▸ DIRECTIONS
A. Print the passage from the blog post on the Liebster Award nomination between "During most work" and "was the worst?", inclusive.
B. For each statement below, decide whether it agrees with the blog post on the Liebster Award nomination. Answer yes or no and quote the words of the post that settle it. (i) The writer and Carissa became friends in high school. (ii) Carissa has four children. (iii) The writer's brother set up the writer's access to Word Press.

I was so surprised when my friend Carissa reached out to tell me that she was nominating this blog for a Liebster Award. It is a nice way to introduce others to new blogs and writers and it is so nice to know someone reads my blog.  In my eyes, new can be new to you and me or brand new to to everyone.  Everyone has a point of view to share so discovering a new blog usually means learning something new.

Carissa and I became friends in college through friends we still have in common today.  We ended up in the same study abroad program and she proved to be a true friend when I needed one and a fun, adventurous travel companion.  She can probably do a far better job of a telling a story about a crack of dawn train ride through Austria during which there would be no sleeping in our train car.  I decided to keep her awake blabbing about something on my mind…about which I now have no recollection.

Anyway, Carissa is a talented writer with rich stories to tell about life and her adventures with friends, family and her four fabulous children.  She is a regular writer for the Huffington Post which I feel is incredibly impressive since she is an example of: you never know where a creative venture can take you.  This is just the beginning for her so let’s see where she is in 5 years.   Here is a link to her blog  http://www.carissak.com/ and here is a link to her Huffington Post column http://www.huffingtonpost.com/carissa-k/.  She is officially a published online writer – how cool is that?

That said, with the nomination came questions she asked me to answer:

What inspired you to start blogging?

During most work days, my brother and I are in contact via Google Talk.  I could not really tell you what we chat about but I can say, there were many times when he would say, “You should blog about that.”  I was unsure about the blog thing and he set me up with access to Word Press, told me to start writing, and eventually I did.  Though I was unsure what the theme would be and started out with nothing in terms of a design, I figured my brother would read my blog and one reader is a good start!


How about a round of Rose and Thorn?  What was the best part of your past week, and what was the worst?

▸ MATERIAL SHOWN
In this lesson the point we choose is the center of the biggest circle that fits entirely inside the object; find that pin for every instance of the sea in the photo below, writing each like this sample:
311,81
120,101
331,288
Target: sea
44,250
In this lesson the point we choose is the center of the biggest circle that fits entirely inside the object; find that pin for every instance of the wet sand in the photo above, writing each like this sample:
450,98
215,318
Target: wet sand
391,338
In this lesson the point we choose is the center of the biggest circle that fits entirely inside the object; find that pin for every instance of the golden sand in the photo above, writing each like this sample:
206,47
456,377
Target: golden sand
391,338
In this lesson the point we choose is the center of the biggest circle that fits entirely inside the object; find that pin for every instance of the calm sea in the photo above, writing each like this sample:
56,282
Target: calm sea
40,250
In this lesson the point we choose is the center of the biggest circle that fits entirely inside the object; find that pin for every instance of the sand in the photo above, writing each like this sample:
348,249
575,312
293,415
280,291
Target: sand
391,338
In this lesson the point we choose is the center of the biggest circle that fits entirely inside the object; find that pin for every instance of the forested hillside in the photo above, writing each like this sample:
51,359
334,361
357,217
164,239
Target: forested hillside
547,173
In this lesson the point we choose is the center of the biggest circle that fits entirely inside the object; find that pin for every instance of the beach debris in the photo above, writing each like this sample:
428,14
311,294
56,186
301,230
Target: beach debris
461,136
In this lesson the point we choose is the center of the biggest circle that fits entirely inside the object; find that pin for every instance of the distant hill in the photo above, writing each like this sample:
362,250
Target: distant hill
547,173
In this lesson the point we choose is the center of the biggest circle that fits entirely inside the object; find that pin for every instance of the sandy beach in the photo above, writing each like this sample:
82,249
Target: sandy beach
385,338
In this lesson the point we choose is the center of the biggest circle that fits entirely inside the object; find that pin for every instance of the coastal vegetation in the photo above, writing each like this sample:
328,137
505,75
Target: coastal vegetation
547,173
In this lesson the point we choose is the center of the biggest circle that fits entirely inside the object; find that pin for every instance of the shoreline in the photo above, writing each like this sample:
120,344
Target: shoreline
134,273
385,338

▸ ANSWERS TO EACH TASK
A.
During most work days, my brother and I are in contact via Google Talk.  I could not really tell you what we chat about but I can say, there were many times when he would say, “You should blog about that.”  I was unsure about the blog thing and he set me up with access to Word Press, told me to start writing, and eventually I did.  Though I was unsure what the theme would be and started out with nothing in terms of a design, I figured my brother would read my blog and one reader is a good start!


How about a round of Rose and Thorn?  What was the best part of your past week, and what was the worst?

B.
(i) No: "Carissa and I became friends in college through friends we still have in common today."
(ii) Yes: "her four fabulous children"
(iii) Yes: "he set me up with access to Word Press"